Text section ::
- - -

Power of Putnam received some $200,000 in state opioid abatement funds for its “Paws Off My Meds” project.
Coalition Director Bill Gibson said the project is designed to prevent “vet shopping,” a ploy used to acquire opioids by having them prescribed to a pet. Gibson said the state funds will provide equipment like medicine lock boxes and signage at veterinary offices warning of vet-shopping dangers. He said it would also pay for a position designed to provide technical support for new coalitions that could work directly with veterinarians.
“We also want to refer people,” Gibson said. “A component of this is, if the veterinarian office does encounter somebody that is in an addiction struggle, we want them to have resources where they can not just send the person away, but maybe refer them for help.”
Gibson said he hopes some of the funding can act as seed money for those looking to start a coalition. If people design their own coalitions built around preventing this issue, Gibson believes data will prove that the money has made a difference in the opioid epidemic.
“What we’d hope to do is gather some baseline data from the community as we start the program just to see how many of their veterinary clinics are aware of this problem or believe that they’ve encountered it,” Gibson said. “Then toward the end of the project, we would collect data to see if they have had situations where they believe the information was helpful.”

- - -

The data ::

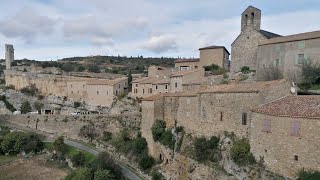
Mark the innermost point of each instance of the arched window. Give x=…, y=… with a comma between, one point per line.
x=252, y=17
x=246, y=19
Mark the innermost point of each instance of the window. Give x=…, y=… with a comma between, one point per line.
x=277, y=63
x=300, y=58
x=302, y=44
x=266, y=126
x=295, y=128
x=244, y=118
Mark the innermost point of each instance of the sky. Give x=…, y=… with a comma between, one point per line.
x=55, y=29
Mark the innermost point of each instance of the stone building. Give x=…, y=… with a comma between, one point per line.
x=285, y=133
x=287, y=55
x=171, y=83
x=245, y=46
x=218, y=55
x=186, y=64
x=211, y=111
x=9, y=55
x=92, y=91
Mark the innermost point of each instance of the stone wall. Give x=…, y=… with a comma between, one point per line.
x=287, y=56
x=279, y=147
x=69, y=126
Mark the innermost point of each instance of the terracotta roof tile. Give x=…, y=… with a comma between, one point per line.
x=182, y=73
x=292, y=106
x=290, y=38
x=252, y=87
x=186, y=60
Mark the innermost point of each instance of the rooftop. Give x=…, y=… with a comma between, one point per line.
x=268, y=34
x=182, y=73
x=186, y=60
x=292, y=106
x=106, y=81
x=215, y=47
x=290, y=38
x=252, y=87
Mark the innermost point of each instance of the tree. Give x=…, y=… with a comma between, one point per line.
x=25, y=107
x=104, y=175
x=240, y=152
x=59, y=145
x=78, y=159
x=146, y=162
x=88, y=131
x=94, y=69
x=38, y=105
x=140, y=145
x=158, y=128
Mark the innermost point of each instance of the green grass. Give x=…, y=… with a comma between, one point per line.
x=5, y=159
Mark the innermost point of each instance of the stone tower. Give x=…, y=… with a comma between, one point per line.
x=251, y=17
x=9, y=55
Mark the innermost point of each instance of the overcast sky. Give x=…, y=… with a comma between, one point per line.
x=47, y=29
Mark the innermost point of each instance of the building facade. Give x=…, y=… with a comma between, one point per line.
x=218, y=55
x=287, y=55
x=245, y=46
x=285, y=134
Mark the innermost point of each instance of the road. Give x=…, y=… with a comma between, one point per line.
x=127, y=172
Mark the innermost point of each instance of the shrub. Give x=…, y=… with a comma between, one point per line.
x=140, y=145
x=94, y=69
x=240, y=152
x=81, y=174
x=30, y=90
x=311, y=75
x=15, y=142
x=38, y=105
x=59, y=145
x=88, y=131
x=167, y=139
x=308, y=175
x=146, y=162
x=7, y=103
x=25, y=107
x=205, y=150
x=78, y=159
x=158, y=128
x=107, y=136
x=104, y=175
x=76, y=104
x=245, y=69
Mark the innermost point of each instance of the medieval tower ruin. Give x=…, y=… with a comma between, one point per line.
x=9, y=55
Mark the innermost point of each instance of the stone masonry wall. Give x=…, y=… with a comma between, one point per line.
x=70, y=126
x=279, y=147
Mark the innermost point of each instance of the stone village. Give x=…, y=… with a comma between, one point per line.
x=282, y=127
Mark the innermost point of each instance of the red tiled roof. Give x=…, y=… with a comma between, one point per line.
x=292, y=106
x=252, y=87
x=215, y=47
x=290, y=38
x=186, y=60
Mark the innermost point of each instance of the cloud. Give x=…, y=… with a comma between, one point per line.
x=27, y=24
x=161, y=43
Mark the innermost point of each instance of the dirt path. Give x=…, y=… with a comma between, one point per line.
x=35, y=168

- - -

Tasks to carry out ::
A. Reproduce everything in the vet-shopping article from "Gibson said he" down to "the opioid epidemic.".
B. Answer these questions using the vet-shopping article:
(i) How much in state opioid abatement funds did Power of Putnam receive?
(ii) How does "vet shopping" allow someone to acquire opioids?
(iii) At what point would the project collect data on whether the information was helpful?
C. Resume the vet-shopping article after its final sentence.
The data above come from a separate source, not from the vet-shopping article.

Outputs by task ::
A.
Gibson said he hopes some of the funding can act as seed money for those looking to start a coalition. If people design their own coalitions built around preventing this issue, Gibson believes data will prove that the money has made a difference in the opioid epidemic.

B.
(i) Some $200,000.
(ii) By having the opioids prescribed to a pet.
(iii) Toward the end of the project.

C.
He said Power of Putnam applied for the money in October and learned last week that the project had been selected. He said on top of the fact that vet shopping is likely to contribute to an individual’s continued addiction struggle, medication prescribed to pets is often not safe for human consumption, even in small doses. He said in other cases, drugs prescribed to animals may be the same drugs often used by humans, sometimes the very drugs an individual is already addicted to.
“This is a continuation,” Gibson said. “Power of Putnam collaborated with Tennessee Tech University and several professors over there to come up with a course to train veterinarians on this practice.”